EXERCISE INSTRUCTIONS: Please update the material below so that each "Exercise" becomes "Task", with everything else left unchanged.

SOURCE MATERIAL:
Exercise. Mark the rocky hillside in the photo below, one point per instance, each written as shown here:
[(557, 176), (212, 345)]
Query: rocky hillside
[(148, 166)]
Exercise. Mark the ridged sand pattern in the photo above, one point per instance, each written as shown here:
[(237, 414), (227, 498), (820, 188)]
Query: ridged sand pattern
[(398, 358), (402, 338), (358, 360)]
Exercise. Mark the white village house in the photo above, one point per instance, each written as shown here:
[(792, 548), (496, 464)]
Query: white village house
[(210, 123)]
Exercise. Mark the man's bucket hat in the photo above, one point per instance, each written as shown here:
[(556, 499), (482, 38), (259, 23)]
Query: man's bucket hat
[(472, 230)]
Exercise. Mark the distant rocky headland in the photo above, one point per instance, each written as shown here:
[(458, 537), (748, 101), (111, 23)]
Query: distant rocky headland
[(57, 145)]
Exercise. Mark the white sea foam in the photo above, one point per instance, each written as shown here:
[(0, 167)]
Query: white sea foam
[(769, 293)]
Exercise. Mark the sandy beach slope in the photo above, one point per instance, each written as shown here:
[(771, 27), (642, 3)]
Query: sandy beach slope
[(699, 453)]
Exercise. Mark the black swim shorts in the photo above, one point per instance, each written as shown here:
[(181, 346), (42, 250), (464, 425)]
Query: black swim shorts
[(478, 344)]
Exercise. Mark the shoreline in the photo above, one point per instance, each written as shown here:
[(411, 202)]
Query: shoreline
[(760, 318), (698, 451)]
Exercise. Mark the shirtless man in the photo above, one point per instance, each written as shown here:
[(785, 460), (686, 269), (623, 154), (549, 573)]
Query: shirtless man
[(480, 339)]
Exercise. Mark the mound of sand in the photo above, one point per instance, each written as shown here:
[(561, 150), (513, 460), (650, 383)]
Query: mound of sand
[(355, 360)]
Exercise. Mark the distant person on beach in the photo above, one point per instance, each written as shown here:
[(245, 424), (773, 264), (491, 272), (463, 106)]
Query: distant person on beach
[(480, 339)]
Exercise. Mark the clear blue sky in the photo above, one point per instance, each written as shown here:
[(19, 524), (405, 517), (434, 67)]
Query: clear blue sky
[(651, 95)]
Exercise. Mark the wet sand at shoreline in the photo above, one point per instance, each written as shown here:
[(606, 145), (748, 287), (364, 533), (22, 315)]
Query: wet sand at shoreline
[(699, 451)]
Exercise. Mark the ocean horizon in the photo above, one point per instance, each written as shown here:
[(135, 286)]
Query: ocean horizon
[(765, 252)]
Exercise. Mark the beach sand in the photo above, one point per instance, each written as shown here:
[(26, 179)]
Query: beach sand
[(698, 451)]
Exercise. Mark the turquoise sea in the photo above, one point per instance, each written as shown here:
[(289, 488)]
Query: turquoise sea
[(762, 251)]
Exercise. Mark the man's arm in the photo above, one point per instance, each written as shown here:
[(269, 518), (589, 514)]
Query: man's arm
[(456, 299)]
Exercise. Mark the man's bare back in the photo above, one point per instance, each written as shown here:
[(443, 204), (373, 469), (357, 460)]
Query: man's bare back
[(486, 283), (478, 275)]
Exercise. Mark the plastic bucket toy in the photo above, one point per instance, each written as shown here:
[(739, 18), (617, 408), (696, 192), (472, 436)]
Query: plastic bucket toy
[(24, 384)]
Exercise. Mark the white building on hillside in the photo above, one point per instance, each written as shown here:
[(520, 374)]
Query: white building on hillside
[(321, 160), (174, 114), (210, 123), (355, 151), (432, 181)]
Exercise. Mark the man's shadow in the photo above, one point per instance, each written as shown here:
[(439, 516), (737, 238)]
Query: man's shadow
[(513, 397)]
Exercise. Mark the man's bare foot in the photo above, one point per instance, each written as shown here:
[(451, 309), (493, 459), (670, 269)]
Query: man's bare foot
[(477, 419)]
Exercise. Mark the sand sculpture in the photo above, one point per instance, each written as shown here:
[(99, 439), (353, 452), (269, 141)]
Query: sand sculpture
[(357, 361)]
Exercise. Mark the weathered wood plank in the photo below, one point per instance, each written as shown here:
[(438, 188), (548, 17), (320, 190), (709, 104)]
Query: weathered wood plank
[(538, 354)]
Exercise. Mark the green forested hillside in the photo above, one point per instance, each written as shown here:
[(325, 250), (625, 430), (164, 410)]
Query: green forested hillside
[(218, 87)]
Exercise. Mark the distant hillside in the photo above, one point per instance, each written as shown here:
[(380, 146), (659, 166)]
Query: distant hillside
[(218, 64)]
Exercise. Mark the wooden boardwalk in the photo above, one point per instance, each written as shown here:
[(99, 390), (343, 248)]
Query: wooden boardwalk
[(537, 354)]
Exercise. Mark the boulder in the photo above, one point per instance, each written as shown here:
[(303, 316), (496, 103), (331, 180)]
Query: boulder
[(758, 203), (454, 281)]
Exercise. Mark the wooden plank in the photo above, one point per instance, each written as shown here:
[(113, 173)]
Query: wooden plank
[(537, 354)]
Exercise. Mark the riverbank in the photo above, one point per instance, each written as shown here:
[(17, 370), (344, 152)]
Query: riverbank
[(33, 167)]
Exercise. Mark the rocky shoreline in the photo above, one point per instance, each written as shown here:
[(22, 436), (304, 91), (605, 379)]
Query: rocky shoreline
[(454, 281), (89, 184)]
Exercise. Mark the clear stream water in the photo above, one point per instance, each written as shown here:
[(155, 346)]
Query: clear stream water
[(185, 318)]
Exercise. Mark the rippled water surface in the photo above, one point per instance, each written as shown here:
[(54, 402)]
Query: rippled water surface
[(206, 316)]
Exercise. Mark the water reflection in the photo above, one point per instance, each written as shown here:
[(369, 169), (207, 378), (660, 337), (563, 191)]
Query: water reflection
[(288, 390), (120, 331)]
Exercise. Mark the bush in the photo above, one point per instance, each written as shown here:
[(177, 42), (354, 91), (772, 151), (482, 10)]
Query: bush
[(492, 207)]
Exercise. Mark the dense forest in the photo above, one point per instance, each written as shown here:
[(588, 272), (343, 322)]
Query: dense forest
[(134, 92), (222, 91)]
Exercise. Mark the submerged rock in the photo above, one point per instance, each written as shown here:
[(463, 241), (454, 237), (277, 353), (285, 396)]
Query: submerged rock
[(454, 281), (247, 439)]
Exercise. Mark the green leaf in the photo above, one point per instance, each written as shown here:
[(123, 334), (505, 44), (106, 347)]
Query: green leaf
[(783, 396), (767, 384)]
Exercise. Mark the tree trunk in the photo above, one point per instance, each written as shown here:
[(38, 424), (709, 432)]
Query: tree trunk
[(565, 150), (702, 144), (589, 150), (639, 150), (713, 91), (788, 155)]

WRITTEN SOLUTION:
Task. Mark the rocky hillside in the photo below, one point per instance, each written as shown here:
[(557, 176), (212, 345)]
Query: rocky hillside
[(148, 166)]
Task. Mark the ridged sand pattern in the photo above, one point per instance, each written as shown here:
[(237, 414), (227, 498), (820, 188)]
Query: ridged sand pattern
[(398, 358), (402, 338), (358, 360)]
Task. Mark the white village house in the photo above, one point per instance, each written as shown here:
[(792, 548), (496, 464)]
Query: white village house
[(210, 123)]
Task. Mark the man's bucket hat in the photo above, one point per instance, each written as shown here:
[(556, 499), (482, 38), (259, 23)]
Query: man's bucket hat
[(472, 230)]
Task. Mark the distant rocky headland in the photo above, one point per instance, each written as shown here:
[(458, 537), (748, 101), (111, 23)]
Query: distant rocky headland
[(57, 145)]
Task. Mark the white sea foam in the photo above, one point per instance, each written as shown here:
[(0, 167)]
Query: white sea foam
[(769, 293)]
Task. Mark the sandy beach slope in the photo above, one point per instance, each written as shown here:
[(771, 27), (642, 3)]
Query: sandy beach slope
[(699, 453)]
Task. Mark the black swim shorts in the photo above, one point per instance, each written as shown here:
[(181, 346), (42, 250), (464, 425)]
Query: black swim shorts
[(478, 344)]
Task. Mark the shoreline in the photo above, one point per instance, each written as shown here:
[(411, 202)]
Query: shoreline
[(760, 318), (698, 451)]
Task. Mark the shirtless man in the photo above, one point per instance, each written as shown here:
[(785, 460), (686, 269), (623, 154), (549, 573)]
Query: shirtless man
[(480, 339)]
Task. Mark the mound of sand in the photo above, one point per instance, each written as shown here:
[(561, 150), (513, 460), (650, 383)]
Query: mound of sand
[(355, 360)]
Task. Mark the distant person on beach in the photo above, one point per instance, each written as shown here:
[(245, 424), (773, 264), (491, 272), (463, 106)]
Query: distant person on beach
[(480, 339)]
Task. Mark the clear blue sky in the photo above, one point per instance, each written as shown here:
[(19, 524), (405, 517), (434, 67)]
Query: clear blue sky
[(651, 95)]
Task. Mark the wet sand at shoreline in the photo above, one point per instance, each written as shown here:
[(606, 145), (748, 287), (364, 533), (22, 315)]
Query: wet sand at shoreline
[(699, 451)]
Task. Mark the ocean horizon in the photo above, one point per instance, each written as shown here:
[(135, 286)]
Query: ocean horizon
[(765, 252)]
Task. Mark the beach sand in the photo above, one point per instance, each written as shown here:
[(26, 179)]
Query: beach sand
[(698, 451)]
Task. Mark the turquoise sea in the photo above, one point per instance, each written as shown here:
[(289, 488)]
Query: turquoise sea
[(762, 251)]
Task. Mark the man's arm in the photo above, one point per instance, each written as shown here:
[(269, 518), (589, 514)]
Query: man's arm
[(456, 299)]
Task. Mark the man's bare back in the photo above, one point per instance, each written as shown here:
[(443, 204), (373, 469), (357, 460)]
Query: man's bare back
[(486, 283), (478, 275)]
Task. Mark the plastic bucket toy in the photo above, one point per instance, each written as shown here:
[(739, 18), (617, 408), (696, 192), (472, 436)]
Query: plastic bucket toy
[(24, 384)]
Task. Mark the white building on hillside in the photo above, one point per instance, each written as shown here:
[(520, 374)]
Query: white building on hillside
[(321, 160), (174, 114), (210, 123), (355, 151), (432, 181)]
Task. Mark the man's shadow in the photo above, one point per instance, each written as shown here:
[(439, 516), (737, 238)]
Query: man's shadow
[(513, 397)]
Task. Mark the man's bare foot in the photo above, one point per instance, each written as shown here:
[(451, 309), (493, 459), (670, 269)]
Query: man's bare foot
[(477, 419)]
Task. Mark the sand sculpture in the photo above, one point per instance, each written as shown here:
[(99, 439), (353, 452), (269, 141)]
Query: sand sculpture
[(357, 361)]
Task. Mark the weathered wood plank in the photo below, one point per instance, each written as shown here:
[(438, 188), (548, 17), (320, 190), (709, 104)]
Query: weathered wood plank
[(538, 354)]
Task. Mark the green forested hillside in the photo above, one point per instance, each written as shown here:
[(325, 250), (625, 430), (164, 410)]
Query: green forested hillside
[(218, 87)]
Task. Mark the distant hillside in the photo above, one point per instance, each written as shown here:
[(380, 146), (659, 166)]
Query: distant hillside
[(218, 64)]
Task. Mark the wooden boardwalk in the photo above, one point per instance, each written as shown here:
[(99, 390), (343, 248)]
Query: wooden boardwalk
[(537, 354)]
Task. Mark the boulder in the photo above, one point per instance, each written as shown here:
[(303, 316), (496, 103), (331, 180)]
Query: boulder
[(758, 203), (454, 281)]
Task. Mark the wooden plank in the photo above, one point per instance, each written as shown here:
[(113, 173)]
Query: wooden plank
[(537, 354)]
Task. Mark the riverbank in the photo above, one point per instance, each written as shown here:
[(17, 370), (344, 152)]
Query: riverbank
[(33, 167)]
Task. Mark the rocky shoreline in the photo above, one point per instance, each written as shown here:
[(22, 436), (304, 91), (605, 379)]
Query: rocky shoreline
[(454, 281), (89, 184)]
Task. Mark the clear stream water in the photo above, one point per instance, each written as shown here:
[(155, 346)]
Query: clear stream water
[(185, 318)]
Task. Mark the rippled water surface in the photo above, one point per instance, each written as shown here:
[(54, 402)]
Query: rippled water surface
[(206, 316)]
Task. Mark the water reflection in the photo above, one point per instance, each written as shown here:
[(369, 169), (207, 378), (660, 337), (563, 191)]
Query: water reflection
[(288, 390), (120, 331)]
Task. Mark the bush in the photo above, one point per instance, each written as shown here:
[(177, 42), (354, 91), (772, 151), (482, 10)]
Query: bush
[(492, 207)]
Task. Mark the dense forest in the photo above, one point per instance, each written as shown here:
[(588, 272), (343, 322)]
Query: dense forest
[(134, 92), (222, 91)]
Task. Mark the submerged rock in the photo above, one point per instance, each written as shown here:
[(463, 241), (454, 237), (277, 353), (285, 396)]
Query: submerged rock
[(454, 281), (247, 439)]
Task. Mark the green leaf in the photo above, one point per instance, each written as shown here:
[(123, 334), (505, 44), (106, 347)]
Query: green leaf
[(783, 396), (767, 384)]
Task. Mark the tree trunk in the photo above, one point per instance, each written as shown here:
[(38, 424), (709, 432)]
Query: tree trunk
[(565, 150), (702, 144), (589, 150), (639, 150), (713, 91), (788, 155)]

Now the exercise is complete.